#### Document segment

——————

Nomsa Chitongo’s wedding was one of the best in town. Her new husband, a Nigerian businessman, made sure that she got everything she had dreamt of on her special day.

“I was treated like a queen, he was so romantic to the extent of massaging my feet. All my childhood wishes were within my reach and I was just a 19-year-old straight from school. What else could I have asked for?” she said.

Five years down, Nomsa regrets ever having met the man. The only link she still has with the man is their four-year-old son, whom she is struggling to look after.

Nomsa discovered that the man had a family in Nigeria, and has since returned to his home country.

“He told me that the only reason he married me was to make his stay comfortable and to make it easy for him to acquire citizenship status,” she recalled.

“I was heartbroken and I will never forgive myself for having fallen for him.”

Nomsa is one of the women who have discovered that foreign nationals took them for a ride. Last year, a soldier discovered that his wife was planning to have a secret wedding with another Nigerian.

Another woman who fell victim to this phenomenon said most women fall for the trap because they are pampered with gifts and blinkered with money.

“I was introduced to the man by my friend and he was so considerate. He would spend a fortune on me and I thought he was ‘Mr Nice’.

After the wedding all hell broke loose. He started accusing Zimbabwean women of being gold diggers.

So he left and I don’t even know where he is. I was evicted from the house we rented and I have since moved back in with my parents,” said the woman.

A Nigerian man said that while sometimes those marriages were based on love, most of them were convenience-based as the foreigners just wanted a channel through which to easily acquire the requisite documents to set up businesses.

“Zimbabwean women are well-cultured and beautiful. They don’t shout like their Nigerian sisters. They are very submissive and we tend to fall in love with them.

“The problem with us is that we would have left our families back home and when I think of going back, I cannot take back excess baggage with me. What would my wife think?” he said.

“It’s natural that a man needs a woman by his side. Women provide the comfort and security when we are in a foreign land. They also help us to acquire licences and citizenship. They also help us to get premises to operate from and that is the main reason we marry them.”

Another Chinese businessman said because of China’s one-child policy, they preferred local women as they were able to have a large family.

“Where we come from, we are only allowed to have one child, but here the situation is different so we tend to love local women. The only problem is when we want to relocate to another country when the business is no longer viable. I would prefer to meet another woman in the host country than to relocate with the one here. We are soldiers of fortune, it makes sense that way,” he said.

——————

#### Source data
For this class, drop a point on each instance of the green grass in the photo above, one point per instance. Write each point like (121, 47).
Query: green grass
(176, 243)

——————

#### Set of tasks
1. From the article on foreign marriages, list every quality that the Nigerian man attributes to Zimbabwean women.
2. Answer these questions from the article on foreign marriages:
(a) How old was Nomsa when she married?
(b) How old is her son?
(c) Which policy does the Chinese businessman give as the reason for preferring local women?
3. Repeat the passage of the article on foreign marriages word for word, starting with "Nomsa is one" and going on through "was ‘Mr Nice’.".

#### Results by task
1.
- Well-cultured
- Beautiful
- They don't shout like Nigerian women
- Very submissive

2.
(a) She was 19.
(b) He is four years old.
(c) China's one-child policy.

3.
Nomsa is one of the women who have discovered that foreign nationals took them for a ride. Last year, a soldier discovered that his wife was planning to have a secret wedding with another Nigerian.

Another woman who fell victim to this phenomenon said most women fall for the trap because they are pampered with gifts and blinkered with money.

“I was introduced to the man by my friend and he was so considerate. He would spend a fortune on me and I thought he was ‘Mr Nice’.